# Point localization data
- - -

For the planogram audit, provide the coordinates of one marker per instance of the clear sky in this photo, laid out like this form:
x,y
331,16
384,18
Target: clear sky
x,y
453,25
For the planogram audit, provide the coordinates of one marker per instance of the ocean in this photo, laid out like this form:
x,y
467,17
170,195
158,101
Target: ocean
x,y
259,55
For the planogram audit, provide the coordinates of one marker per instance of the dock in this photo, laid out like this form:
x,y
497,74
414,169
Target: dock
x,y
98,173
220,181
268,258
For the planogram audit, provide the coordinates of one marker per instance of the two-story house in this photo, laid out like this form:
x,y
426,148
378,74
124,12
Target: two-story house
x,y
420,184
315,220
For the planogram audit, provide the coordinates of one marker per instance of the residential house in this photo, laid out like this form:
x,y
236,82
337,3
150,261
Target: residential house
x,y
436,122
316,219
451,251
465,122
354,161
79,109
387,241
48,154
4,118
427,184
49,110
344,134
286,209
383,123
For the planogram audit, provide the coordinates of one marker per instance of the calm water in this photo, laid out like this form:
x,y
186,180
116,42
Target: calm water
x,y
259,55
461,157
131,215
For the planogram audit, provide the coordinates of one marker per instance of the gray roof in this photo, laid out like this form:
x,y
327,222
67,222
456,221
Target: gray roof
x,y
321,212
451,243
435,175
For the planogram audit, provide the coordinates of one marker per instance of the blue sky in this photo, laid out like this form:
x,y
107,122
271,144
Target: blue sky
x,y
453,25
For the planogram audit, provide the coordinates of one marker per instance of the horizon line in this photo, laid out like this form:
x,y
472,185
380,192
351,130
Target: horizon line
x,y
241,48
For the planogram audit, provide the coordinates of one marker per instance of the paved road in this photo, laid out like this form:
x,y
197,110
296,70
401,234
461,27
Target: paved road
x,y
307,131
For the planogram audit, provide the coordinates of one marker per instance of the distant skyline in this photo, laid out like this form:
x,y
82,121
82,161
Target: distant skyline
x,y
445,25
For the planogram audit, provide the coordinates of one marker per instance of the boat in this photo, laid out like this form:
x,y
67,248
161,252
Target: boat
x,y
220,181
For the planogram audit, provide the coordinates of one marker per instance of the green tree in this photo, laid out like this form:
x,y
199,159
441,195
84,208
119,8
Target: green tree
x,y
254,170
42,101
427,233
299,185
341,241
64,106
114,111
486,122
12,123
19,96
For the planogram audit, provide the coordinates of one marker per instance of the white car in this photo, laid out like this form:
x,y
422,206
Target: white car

- - -

# ACTIVITY
Every line above should be retyped exactly as given.

# ANSWER AREA
For the planogram audit, provide the coordinates of one marker per instance of the clear sky in this photo, laid out like this form:
x,y
331,16
384,18
Target: clear sky
x,y
453,25
For the planogram audit, provide the coordinates of one marker per instance of the ocean in this photo, laid out like this form:
x,y
467,17
170,195
158,101
Target: ocean
x,y
259,55
For the planogram audit, provide the coordinates of one marker per instance of the dock in this photo, laid out like this form:
x,y
497,74
414,169
Target: dock
x,y
98,173
220,181
268,258
For the planogram audit, provide the coordinates of one marker per instance of the two-story house in this photo, laid out like this form:
x,y
426,148
378,74
124,12
Target: two-story house
x,y
420,184
315,220
For the planogram audit, provide the coordinates of one marker per instance of the residential house in this photo, laid out like this form:
x,y
236,82
337,3
150,261
Target: residential house
x,y
436,122
316,219
451,251
465,122
354,161
79,109
387,241
48,154
4,118
427,184
49,110
344,134
286,209
383,123
For the planogram audit, provide the coordinates of one marker per instance of the calm water in this photo, laid out like this form:
x,y
186,180
116,42
Target: calm water
x,y
259,55
461,157
131,215
For the planogram audit, provide the coordinates of one marker per instance of the gray roof in this photo, laid out like this form:
x,y
327,222
67,222
456,221
Target: gray roof
x,y
321,212
451,243
435,175
For the planogram audit, provide the coordinates of one marker per instance of the blue sky in this photo, laid out like this form:
x,y
107,122
271,144
Target: blue sky
x,y
453,25
For the planogram audit, provide the coordinates of one marker per instance of the horizon line in this photo, laid out like this form:
x,y
472,185
380,192
351,130
Target: horizon line
x,y
241,48
For the planogram audit, provide the coordinates of one marker per instance of the paved road in this photo, laid out like this form:
x,y
197,110
296,70
401,234
461,27
Target: paved road
x,y
307,131
For the planogram audit, provide the coordinates of one marker per instance of the distant skyline in this photo, laid out like this form:
x,y
82,121
82,161
Target: distant skyline
x,y
445,25
For the planogram audit, provide the coordinates of one marker per instance of the boat in this photo, laid out like this form:
x,y
67,248
161,252
Target: boat
x,y
220,181
For the planogram audit, provide the coordinates of one marker per instance of the green tree in this photo, laid out like this form:
x,y
199,159
441,195
84,208
119,8
Target: green tree
x,y
254,170
42,101
427,233
299,185
341,241
64,106
114,111
486,122
12,123
19,96
For the planogram audit, provide the coordinates of one marker per instance of the white car in this photo, laid out like this form:
x,y
422,206
Target: white car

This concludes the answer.